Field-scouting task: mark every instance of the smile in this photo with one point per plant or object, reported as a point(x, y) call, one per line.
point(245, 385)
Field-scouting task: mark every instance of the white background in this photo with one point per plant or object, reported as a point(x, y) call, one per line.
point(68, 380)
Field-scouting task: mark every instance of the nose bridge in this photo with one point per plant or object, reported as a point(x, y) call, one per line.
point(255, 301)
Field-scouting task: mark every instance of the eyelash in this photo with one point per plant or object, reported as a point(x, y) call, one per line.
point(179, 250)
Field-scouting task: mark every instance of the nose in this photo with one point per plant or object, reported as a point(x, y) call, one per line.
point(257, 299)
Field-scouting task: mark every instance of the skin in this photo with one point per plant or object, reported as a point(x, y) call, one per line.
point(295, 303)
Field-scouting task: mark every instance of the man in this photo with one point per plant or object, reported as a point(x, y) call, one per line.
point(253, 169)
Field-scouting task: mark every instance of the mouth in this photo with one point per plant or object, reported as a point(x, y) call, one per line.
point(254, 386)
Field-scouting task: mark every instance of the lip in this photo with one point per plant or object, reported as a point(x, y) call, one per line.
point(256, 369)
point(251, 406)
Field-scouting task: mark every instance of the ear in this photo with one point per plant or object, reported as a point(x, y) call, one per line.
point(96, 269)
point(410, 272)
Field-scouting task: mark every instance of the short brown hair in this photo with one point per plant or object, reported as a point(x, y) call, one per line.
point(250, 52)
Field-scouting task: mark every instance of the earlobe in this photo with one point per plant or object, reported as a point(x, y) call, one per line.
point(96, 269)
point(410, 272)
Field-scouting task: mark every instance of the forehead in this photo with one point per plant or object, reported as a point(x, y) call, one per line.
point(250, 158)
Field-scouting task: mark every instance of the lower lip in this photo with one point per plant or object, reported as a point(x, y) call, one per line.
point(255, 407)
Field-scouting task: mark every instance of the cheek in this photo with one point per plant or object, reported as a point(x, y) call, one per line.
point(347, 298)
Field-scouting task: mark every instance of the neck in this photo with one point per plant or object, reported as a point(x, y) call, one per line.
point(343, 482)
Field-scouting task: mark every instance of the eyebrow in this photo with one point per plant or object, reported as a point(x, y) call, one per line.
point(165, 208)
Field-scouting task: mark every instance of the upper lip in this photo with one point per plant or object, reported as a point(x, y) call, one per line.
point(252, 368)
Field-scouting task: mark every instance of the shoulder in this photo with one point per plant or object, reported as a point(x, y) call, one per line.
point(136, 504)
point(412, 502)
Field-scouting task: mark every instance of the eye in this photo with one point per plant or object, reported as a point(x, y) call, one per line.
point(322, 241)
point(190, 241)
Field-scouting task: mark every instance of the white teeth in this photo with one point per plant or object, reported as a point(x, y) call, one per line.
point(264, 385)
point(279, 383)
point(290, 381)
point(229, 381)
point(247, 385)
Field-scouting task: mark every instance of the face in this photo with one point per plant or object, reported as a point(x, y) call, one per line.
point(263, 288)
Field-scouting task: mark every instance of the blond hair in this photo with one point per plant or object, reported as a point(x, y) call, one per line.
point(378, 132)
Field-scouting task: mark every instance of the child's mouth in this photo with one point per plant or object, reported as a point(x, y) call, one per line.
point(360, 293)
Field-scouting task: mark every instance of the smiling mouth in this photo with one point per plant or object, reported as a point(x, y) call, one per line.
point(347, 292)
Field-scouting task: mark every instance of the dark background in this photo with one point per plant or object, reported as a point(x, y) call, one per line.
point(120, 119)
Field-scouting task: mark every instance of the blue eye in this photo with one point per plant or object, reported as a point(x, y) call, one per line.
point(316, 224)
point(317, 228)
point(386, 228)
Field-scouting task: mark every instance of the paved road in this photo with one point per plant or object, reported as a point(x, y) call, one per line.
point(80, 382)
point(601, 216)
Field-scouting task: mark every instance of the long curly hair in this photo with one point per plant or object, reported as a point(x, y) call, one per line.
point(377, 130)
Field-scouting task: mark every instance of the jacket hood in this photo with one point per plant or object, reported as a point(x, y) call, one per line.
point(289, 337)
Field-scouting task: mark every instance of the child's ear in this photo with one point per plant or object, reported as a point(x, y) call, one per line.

> **TASK GOAL**: Update the data above so that every "Field-scouting task" reads "Labeling task", and keep everything else unchanged.

> **SOLUTION TO THIS PROBLEM**:
Labeling task: mark every instance of the smile in this photo with one point per plant or object, reported as a point(x, y) call, one per line.
point(245, 385)
Labeling task: mark every instance of the white background in this photo with one point per plant or object, reported as a point(x, y) call, one per line.
point(68, 380)
Labeling task: mark every instance of the nose bridge in this photo with one point per plant or object, reported as a point(x, y) call, one per line.
point(255, 301)
Labeling task: mark every instance of the eyelash in this photo with one point per plant or object, reported as a point(x, y) call, one per line.
point(179, 250)
Labeling task: mark every instance of the nose in this photo with one point per plant or object, reported as a point(x, y) call, one per line.
point(257, 299)
Labeling task: mark every instance of the skin in this photo with one point per plant or object, reported as a point(x, y) call, one per line.
point(295, 303)
Labeling task: mark every instance of the man in this photo with one point per plant or object, reported as a point(x, y) call, one per line.
point(253, 169)
Labeling task: mark every instance of the mouth in this photo with one point per plant or object, reported as a point(x, y) call, one per line.
point(254, 386)
Labeling task: mark every instance of the lip in this photo with one point per plant or object, reported as a point(x, y) call, one per line.
point(256, 369)
point(251, 406)
Labeling task: mark every instance of the ear in this photo with one point per plant or object, reported as a point(x, y) call, one per line.
point(96, 269)
point(410, 272)
Labeling task: mark every instance of the short brown hair in this photo with one point per plant or object, reported as a point(x, y) call, one per line.
point(250, 52)
Labeling task: mark every instance of the earlobe in this photo with one point per plant or object, reported as a point(x, y) call, one per line.
point(96, 269)
point(410, 272)
Labeling task: mark every instance of the forehead in this photo with one point per plant or object, reported as a point(x, y) call, one per line.
point(250, 158)
Labeling task: mark every instance of the lower lip in this photo with one point per plant or object, reported as a point(x, y) call, one per line.
point(255, 407)
Labeling task: mark every instance of the cheek in this photo with one point per plant or object, reported as a point(x, y) call, one per line.
point(347, 298)
Labeling task: mark every instance of the neck in this photo with one point per plant or object, reported as a point(x, y) call, one per line.
point(343, 482)
Labeling task: mark every instance of the eyebrow in this photo with one point per plant or object, reported as a point(x, y) call, one per line.
point(165, 208)
Labeling task: mark every instance of the upper lip in this photo with one point per plant or object, reported as a point(x, y) call, one per line.
point(252, 368)
Labeling task: mark every instance of the shoulder in this photo with one point per plant or object, reported as a point(x, y) call, one per line.
point(136, 504)
point(412, 502)
Labeling task: mark every instance of the eye in this photo with one point per plant or object, reported as a point(x, y) call, one per line.
point(322, 241)
point(190, 241)
Labeling task: mark every instance of the white teeth in this photo with one point per plant or object, reported as a point(x, y) call, one per line.
point(264, 385)
point(279, 383)
point(290, 381)
point(229, 381)
point(247, 385)
Labeling task: mark every instance of the face in this photo with one point per plant or object, reported as a point(x, y) call, one per line.
point(263, 288)
Labeling task: mark every instance of the blond hair in this photo with one point per plant or object, reported as a point(x, y) call, one per line.
point(378, 132)
Labeling task: mark every instance of the child's mouth in this photo with one point per plant or object, reported as a point(x, y) call, one per line.
point(360, 293)
Labeling task: mark every instance of the smiling mouth in this photo with one point per plant or object, reported as a point(x, y) call, one per line.
point(347, 292)
Labeling task: mark every instance of the dark background in this photo with one point per plant or object, reported as a point(x, y) call, one per line.
point(120, 119)
Labeling task: mark every instance of the blue eye in this photo with one point per plant or object, reported as a point(x, y) call, one per line.
point(316, 224)
point(317, 228)
point(386, 228)
Labeling task: mark every instance of the paved road in this photo with one point per plant or object, reported as a point(x, y) call, one per line.
point(80, 382)
point(601, 216)
Labeling task: mark every instance of the long curly hair in this photo with one point per plant or object, reported as a point(x, y) call, one per line.
point(377, 130)
Labeling task: mark every instance of the jacket hood in this photo with one point per plant or object, reported as a point(x, y) call, one per line.
point(289, 337)
Labeling task: mark every instance of the child's ear in this photo with one point per plant or object, reported as a point(x, y) call, one per line.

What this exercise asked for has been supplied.